GIVEN INSTRUCTION
Express every line of the listing below as a JSON list of strings, one string per line, with blank lines omitted. Leave the pictures out of your answer.

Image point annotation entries
......

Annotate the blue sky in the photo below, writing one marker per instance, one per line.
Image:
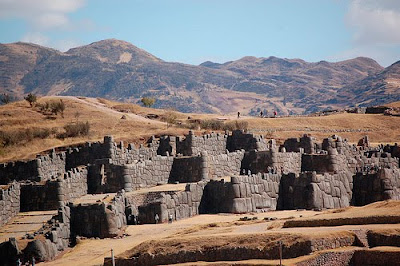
(194, 31)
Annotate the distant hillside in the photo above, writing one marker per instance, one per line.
(376, 89)
(120, 71)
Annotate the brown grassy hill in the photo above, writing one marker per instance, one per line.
(376, 89)
(30, 132)
(120, 71)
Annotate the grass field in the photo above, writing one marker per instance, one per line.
(128, 122)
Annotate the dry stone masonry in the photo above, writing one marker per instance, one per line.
(101, 187)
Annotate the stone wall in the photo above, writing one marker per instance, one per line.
(310, 190)
(90, 152)
(306, 143)
(226, 164)
(103, 219)
(9, 202)
(56, 238)
(178, 204)
(375, 186)
(49, 195)
(239, 140)
(271, 161)
(43, 168)
(188, 169)
(72, 185)
(191, 145)
(105, 177)
(254, 193)
(147, 173)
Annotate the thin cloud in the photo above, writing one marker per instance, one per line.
(41, 14)
(374, 22)
(374, 25)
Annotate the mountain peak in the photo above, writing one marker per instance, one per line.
(114, 51)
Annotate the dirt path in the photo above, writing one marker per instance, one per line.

......

SOLUTION
[
  "Annotate the blue sky in the photo below, writing one marker per instance, one per line.",
  "Image:",
  "(194, 31)",
  "Annotate the distant hillside in the photo above, writing one marker per instance, one per line.",
  "(376, 89)",
  "(120, 71)",
  "Annotate the brown grassy hill in the photo above, writing one marker per instance, one per line.",
  "(376, 89)",
  "(30, 132)",
  "(120, 71)",
  "Annotate the grass field in the photo above, writing one marker per instance, one per line.",
  "(128, 122)",
  "Annotate the dry stone masonry in the photo above, writing one marker per instance, one per line.",
  "(101, 187)",
  "Annotate the stone wall in the photo above, writing one marker per instance, one per line.",
  "(310, 190)",
  "(90, 152)",
  "(306, 143)",
  "(226, 164)",
  "(103, 219)",
  "(9, 202)",
  "(56, 238)",
  "(178, 204)",
  "(375, 186)",
  "(49, 195)",
  "(239, 140)",
  "(271, 161)",
  "(43, 168)",
  "(188, 169)",
  "(72, 185)",
  "(191, 145)",
  "(105, 177)",
  "(254, 193)",
  "(147, 173)",
  "Annotate the thin cloud in the photo above, writing one marker per instance, one per line.",
  "(41, 14)",
  "(374, 22)",
  "(374, 25)",
  "Annotate the mountain peak in the photo above, writing one marker per instance, one per line.",
  "(114, 51)",
  "Annotate the dirt path in the photo above, writing one marker per instance, one per line."
]